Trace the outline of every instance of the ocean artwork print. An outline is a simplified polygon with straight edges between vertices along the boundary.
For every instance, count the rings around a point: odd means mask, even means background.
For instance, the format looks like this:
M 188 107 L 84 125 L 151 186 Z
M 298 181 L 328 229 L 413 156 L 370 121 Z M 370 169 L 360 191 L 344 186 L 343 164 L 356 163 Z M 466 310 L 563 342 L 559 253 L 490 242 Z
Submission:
=-=-=
_Written problem:_ Could you copy every row above word for word, keeping each line as it appears?

_Exercise answer:_
Trace the outline of every instance of the ocean artwork print. An outline is a simplified polygon with straight edges between vertices along the boundary.
For every instance, count the rings around a point: odd means mask, even means background.
For instance, the format looks like this:
M 188 107 L 84 125 L 151 186 Z
M 298 181 L 328 229 L 413 156 L 370 121 Z M 370 169 L 360 191 L 344 186 L 343 164 L 356 163 Z M 466 310 L 563 342 L 559 253 L 490 242 Z
Submission:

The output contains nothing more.